**WHAT YOU WILL DO:** Work through the records that follow and return each line containing the word "Target".

□ □ □ □ □

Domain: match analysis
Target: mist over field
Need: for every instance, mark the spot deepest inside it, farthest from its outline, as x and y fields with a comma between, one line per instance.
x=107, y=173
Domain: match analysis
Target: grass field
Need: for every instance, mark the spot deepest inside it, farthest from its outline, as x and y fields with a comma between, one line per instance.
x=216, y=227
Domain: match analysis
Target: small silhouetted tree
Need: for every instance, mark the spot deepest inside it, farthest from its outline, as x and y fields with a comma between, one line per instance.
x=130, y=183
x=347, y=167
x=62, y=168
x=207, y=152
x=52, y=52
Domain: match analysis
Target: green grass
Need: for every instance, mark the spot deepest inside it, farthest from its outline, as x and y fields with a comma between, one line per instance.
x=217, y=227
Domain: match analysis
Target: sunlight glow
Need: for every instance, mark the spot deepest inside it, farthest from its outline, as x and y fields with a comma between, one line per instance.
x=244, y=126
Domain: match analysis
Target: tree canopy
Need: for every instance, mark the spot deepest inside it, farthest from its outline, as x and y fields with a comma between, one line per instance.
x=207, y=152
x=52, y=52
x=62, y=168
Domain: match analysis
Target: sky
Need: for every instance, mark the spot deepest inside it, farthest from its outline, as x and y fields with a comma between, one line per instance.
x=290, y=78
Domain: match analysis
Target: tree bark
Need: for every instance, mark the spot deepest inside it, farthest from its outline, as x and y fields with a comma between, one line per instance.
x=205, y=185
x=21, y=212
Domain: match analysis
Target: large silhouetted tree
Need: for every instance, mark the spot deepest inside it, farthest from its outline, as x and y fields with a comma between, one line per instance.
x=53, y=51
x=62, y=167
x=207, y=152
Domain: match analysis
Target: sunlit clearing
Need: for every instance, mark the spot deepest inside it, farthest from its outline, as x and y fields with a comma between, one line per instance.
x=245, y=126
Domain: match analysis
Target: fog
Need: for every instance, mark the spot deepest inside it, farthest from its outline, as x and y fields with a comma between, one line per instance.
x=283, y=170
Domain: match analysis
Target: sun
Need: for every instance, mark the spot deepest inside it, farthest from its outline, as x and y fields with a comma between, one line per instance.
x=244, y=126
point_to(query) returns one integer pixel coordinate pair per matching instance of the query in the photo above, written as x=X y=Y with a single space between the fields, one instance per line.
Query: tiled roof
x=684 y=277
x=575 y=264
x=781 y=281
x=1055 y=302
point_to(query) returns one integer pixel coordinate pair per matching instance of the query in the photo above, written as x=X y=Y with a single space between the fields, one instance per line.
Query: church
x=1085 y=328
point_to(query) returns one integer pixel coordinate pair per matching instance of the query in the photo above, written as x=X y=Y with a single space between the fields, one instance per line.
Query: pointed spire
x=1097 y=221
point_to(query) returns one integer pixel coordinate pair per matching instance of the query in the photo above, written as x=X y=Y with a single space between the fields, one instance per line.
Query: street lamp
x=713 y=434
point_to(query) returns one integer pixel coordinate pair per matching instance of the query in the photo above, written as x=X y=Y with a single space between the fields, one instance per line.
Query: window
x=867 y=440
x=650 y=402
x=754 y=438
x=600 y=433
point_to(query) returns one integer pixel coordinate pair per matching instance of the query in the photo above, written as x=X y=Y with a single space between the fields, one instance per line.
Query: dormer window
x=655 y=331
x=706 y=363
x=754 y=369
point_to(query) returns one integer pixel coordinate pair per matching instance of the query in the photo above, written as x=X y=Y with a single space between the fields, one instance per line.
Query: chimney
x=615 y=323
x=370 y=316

□ □ □ □ □

**TASK ANSWER:**
Target: mist over field
Target: grass field
Target: small silhouetted tree
Target: green grass
Target: sunlight glow
Target: tree canopy
Target: sky
Target: tree bark
Target: large silhouetted tree
Target: sunlit clearing
Target: fog
Target: sun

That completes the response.